[Sayfa metni]:
——

Dyatlov Geçidi Vakası olarak adlandırılan olay Rusya’da yaşanan sır dolu ölümü barındırıyor. Sebebi hala açıklanamayan 9 dağcının feci şekilde ölümü yıllardır merak konusu olmaya devam ediyor. Olaya ilişkin farklı farklı tezler üretildi. Bilim insanları toplanarak olay yeri incelendi. Fakat günümüze kadar sır dolu facianın sebebi maalesef hala bulunamadı.
Şans Eseri Kurtulan Biri Vardı
Tarihler 1 Şubat 1956’yı gösteriyordu. Ural Teknik Üniversitesinin başarılı öğrencilerinden olan on kişi profesyonel dağcılıkla uğraşıyorlardı. Ekip içerisinde 2 kız 8 erkek öğrenci bulunuyordu. Dağ tutkusunun onları ölüme sürükleyeceğinden habersiz bu son olacak gezi planını hayata geçirmek istediler. Bütün planlar yapıldı hedef Ural Dağlarıydı. Rotalar çizildi ve gezi günü geldiğinde herkes harekete geçti. Ekibin lideri olan Yuri Yudin ayağını burkması sebebiyle yarı yolda arkadaşlarını bırakmak zorunda kalmıştı. Yuri aynı zamanda arkadaşlarının tamamlaması gereken güzergahı biliyordu. Onları uzaktan takip etme görevini üstlenmişti . Yuri’nin arkada kalması, ekibin başına bir şey gelme ihtimaline karşı iyide olmuştu zira korkunç olaylar yaşanmış ve Yuri, Dyatlov Geçidi Vakasında arkadaşlarının konumunun bulunmasında önemli rol oynamıştı.

——

[Sağlanan malzeme]:
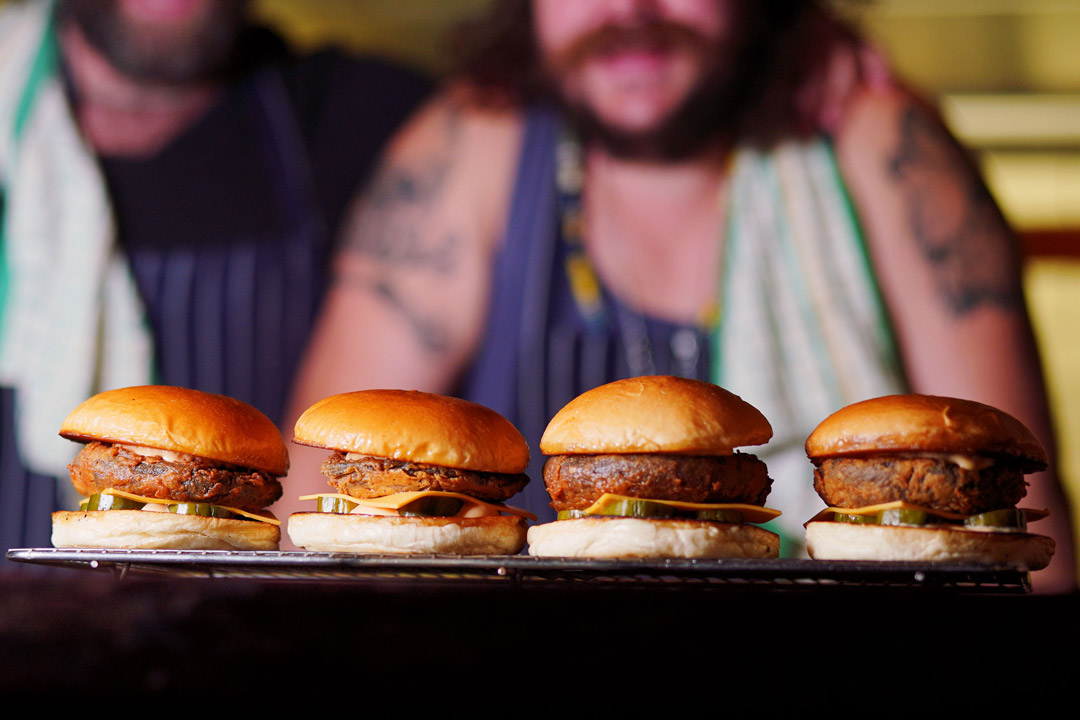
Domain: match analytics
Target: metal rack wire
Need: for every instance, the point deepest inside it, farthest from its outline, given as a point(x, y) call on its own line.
point(745, 574)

——

[Verilen görev]: Dyatlov Geçidi vakasını anlatan metinde "Şans Eseri Kurtulan" ifadesini içeren sözlerle açılıp "önemli rol oynamıştı." ile kapanan bölümü, "Ural Dağlarıydı" yerine "Kafkas Dağlarıydı" koyarak güncellenmiş hâliyle yeniden yazın.

[Çıktı]:
Şans Eseri Kurtulan Biri Vardı
Tarihler 1 Şubat 1956’yı gösteriyordu. Ural Teknik Üniversitesinin başarılı öğrencilerinden olan on kişi profesyonel dağcılıkla uğraşıyorlardı. Ekip içerisinde 2 kız 8 erkek öğrenci bulunuyordu. Dağ tutkusunun onları ölüme sürükleyeceğinden habersiz bu son olacak gezi planını hayata geçirmek istediler. Bütün planlar yapıldı hedef Kafkas Dağlarıydı. Rotalar çizildi ve gezi günü geldiğinde herkes harekete geçti. Ekibin lideri olan Yuri Yudin ayağını burkması sebebiyle yarı yolda arkadaşlarını bırakmak zorunda kalmıştı. Yuri aynı zamanda arkadaşlarının tamamlaması gereken güzergahı biliyordu. Onları uzaktan takip etme görevini üstlenmişti . Yuri’nin arkada kalması, ekibin başına bir şey gelme ihtimaline karşı iyide olmuştu zira korkunç olaylar yaşanmış ve Yuri, Dyatlov Geçidi Vakasında arkadaşlarının konumunun bulunmasında önemli rol oynamıştı.